SOURCE PASSAGE:
_ _ _ _ _ _ _

Getting lost in the Italian Alps can be scary. Getting lost in the Italian Alps around 1 a.m. is that much scarier.
That’s what happened to me at the erratically organized 2006 Olympics. I had two “off” times — one day in which I met up with a Duke friend of mine and scrambled around a train station to find Platform 9 3/4 (OK, it was something like “6a,” and it was nowhere near “6”) in time to go to a curling session. For the other, I wandered out of the media center after blogging 10-12 hours of action and hopped on a bus to the mountains at Sestriere.
Actually, it’s two buses — we were required to hop off in a gravel lot near Oulx, then catch the bus to Sestriere. At that transition, I was nearly left in a portapotty for what might have been an hour or an evening or who knows.

I got to Sestriere but hopped off at the wrong stop. I called the person I was meeting, who realized I wasn’t near the neat, cozy apartment he and another staffer were sharing. And I mean cozy — his roommate slept in a bunk bed in a closet. (Somehow, they still found room for a bidet.)
A mild panic set in when I gave a landmark — I could see the slope where they held Alpine slalom skiing. As I described over the cell phone, they turned out the lights.

_ _ _ _ _ _ _

Source records:
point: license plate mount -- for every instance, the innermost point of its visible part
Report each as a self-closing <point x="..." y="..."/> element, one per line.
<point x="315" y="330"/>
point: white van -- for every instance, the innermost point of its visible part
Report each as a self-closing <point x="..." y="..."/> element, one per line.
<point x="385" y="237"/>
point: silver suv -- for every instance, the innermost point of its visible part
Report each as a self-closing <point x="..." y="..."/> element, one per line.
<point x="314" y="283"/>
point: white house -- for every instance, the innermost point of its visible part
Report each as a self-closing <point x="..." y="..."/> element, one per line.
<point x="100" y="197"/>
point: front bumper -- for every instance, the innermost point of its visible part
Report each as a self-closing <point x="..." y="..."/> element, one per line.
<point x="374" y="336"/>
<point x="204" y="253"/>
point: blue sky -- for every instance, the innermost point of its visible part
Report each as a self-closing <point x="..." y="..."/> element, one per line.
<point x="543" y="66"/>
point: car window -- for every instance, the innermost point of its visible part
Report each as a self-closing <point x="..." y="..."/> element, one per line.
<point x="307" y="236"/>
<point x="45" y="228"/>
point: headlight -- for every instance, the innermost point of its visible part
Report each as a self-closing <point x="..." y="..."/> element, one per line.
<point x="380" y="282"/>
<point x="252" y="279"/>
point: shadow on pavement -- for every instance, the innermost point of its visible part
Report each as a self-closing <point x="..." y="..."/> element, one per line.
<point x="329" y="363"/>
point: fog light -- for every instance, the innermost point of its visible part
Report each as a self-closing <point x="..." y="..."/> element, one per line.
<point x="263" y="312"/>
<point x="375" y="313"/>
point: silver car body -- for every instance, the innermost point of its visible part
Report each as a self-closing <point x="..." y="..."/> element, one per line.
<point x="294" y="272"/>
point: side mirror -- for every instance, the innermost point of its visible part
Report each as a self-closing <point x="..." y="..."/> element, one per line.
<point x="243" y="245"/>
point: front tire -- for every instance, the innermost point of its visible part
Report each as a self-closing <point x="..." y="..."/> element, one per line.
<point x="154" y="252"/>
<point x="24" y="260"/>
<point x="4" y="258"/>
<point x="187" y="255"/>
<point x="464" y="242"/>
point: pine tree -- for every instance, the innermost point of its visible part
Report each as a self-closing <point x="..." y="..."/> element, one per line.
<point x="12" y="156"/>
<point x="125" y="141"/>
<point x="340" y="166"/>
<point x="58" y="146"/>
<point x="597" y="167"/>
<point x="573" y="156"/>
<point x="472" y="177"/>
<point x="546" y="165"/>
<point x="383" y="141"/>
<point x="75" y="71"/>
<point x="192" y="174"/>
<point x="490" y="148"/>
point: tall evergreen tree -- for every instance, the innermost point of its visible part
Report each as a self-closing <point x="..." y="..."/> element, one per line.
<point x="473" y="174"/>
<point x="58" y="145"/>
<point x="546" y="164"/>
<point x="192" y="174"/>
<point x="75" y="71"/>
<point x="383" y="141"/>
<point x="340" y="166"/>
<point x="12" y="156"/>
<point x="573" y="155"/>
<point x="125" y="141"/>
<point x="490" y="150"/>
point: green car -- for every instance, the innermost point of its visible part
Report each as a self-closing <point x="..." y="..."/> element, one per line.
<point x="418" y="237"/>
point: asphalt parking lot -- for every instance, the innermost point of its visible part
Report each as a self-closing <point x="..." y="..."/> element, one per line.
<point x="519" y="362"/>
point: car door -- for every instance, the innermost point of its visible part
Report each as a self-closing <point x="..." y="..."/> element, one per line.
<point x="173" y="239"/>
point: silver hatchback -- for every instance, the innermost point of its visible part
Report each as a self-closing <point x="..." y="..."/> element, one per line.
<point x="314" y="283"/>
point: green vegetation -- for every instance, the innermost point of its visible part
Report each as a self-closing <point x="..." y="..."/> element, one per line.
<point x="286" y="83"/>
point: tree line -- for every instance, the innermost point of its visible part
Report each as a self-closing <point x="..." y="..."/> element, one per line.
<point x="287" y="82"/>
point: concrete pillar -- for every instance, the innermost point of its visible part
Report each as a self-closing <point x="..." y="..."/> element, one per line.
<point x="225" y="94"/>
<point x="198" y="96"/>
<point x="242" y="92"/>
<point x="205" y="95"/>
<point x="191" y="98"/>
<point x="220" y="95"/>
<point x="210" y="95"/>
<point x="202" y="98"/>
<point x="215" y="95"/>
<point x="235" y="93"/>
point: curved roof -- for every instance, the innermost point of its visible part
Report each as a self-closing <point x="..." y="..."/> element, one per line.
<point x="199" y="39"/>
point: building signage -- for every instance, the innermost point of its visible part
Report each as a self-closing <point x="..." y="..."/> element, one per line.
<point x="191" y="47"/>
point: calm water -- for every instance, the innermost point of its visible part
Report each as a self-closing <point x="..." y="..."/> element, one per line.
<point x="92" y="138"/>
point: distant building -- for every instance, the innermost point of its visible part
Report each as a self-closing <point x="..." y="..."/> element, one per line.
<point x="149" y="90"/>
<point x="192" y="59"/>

_ _ _ _ _ _ _

EXERCISE REQUIREMENTS:
Carry on the account of getting lost at night in Sestriere, starting after its final sentence. The rows are separate material, apart from the account of getting lost in Sestriere.

FINAL ANSWER:
But the guy I was meeting patiently found me and took me up into the charming village of Sestriere. I looked around, got a halfway decent night’s sleep wedged between the sofa and the radiator, and we went to a charming little coffee shop in the morning before I went on to biathlon. (Where I got lost again. It’s a wonder I got back from Italy without being frozen in the Alps for future generations to discover.)

My Sestriere buddy had been encouraging all along the way. He described the bus route, which was hauntingly beautiful in the moonlight, and said to imagine I was Lance Armstrong. The Tour de France occasionally crosses borders, and Armstrong won a famous stage of the race there in 1999. (We now know a few more details about that.) He was awfully nice to me considering I wasn’t doing anything for work — just scrambling to see the mountains one time during these Olympics, which Torino itself never really welcomed.
He (my Sestriere buddy, not Armstrong) was exceptionally good at his job. USA TODAY’s website had managed to find a few people who had just enough of the “big idea” mindset to make things interesting but also had the pragmatism to get things done. He did a lot of grunt work to give us multimedia content for those Olympics. Then he was promoted time and time again to lofty titles at USA TODAY — pretty impressive for a guy my age.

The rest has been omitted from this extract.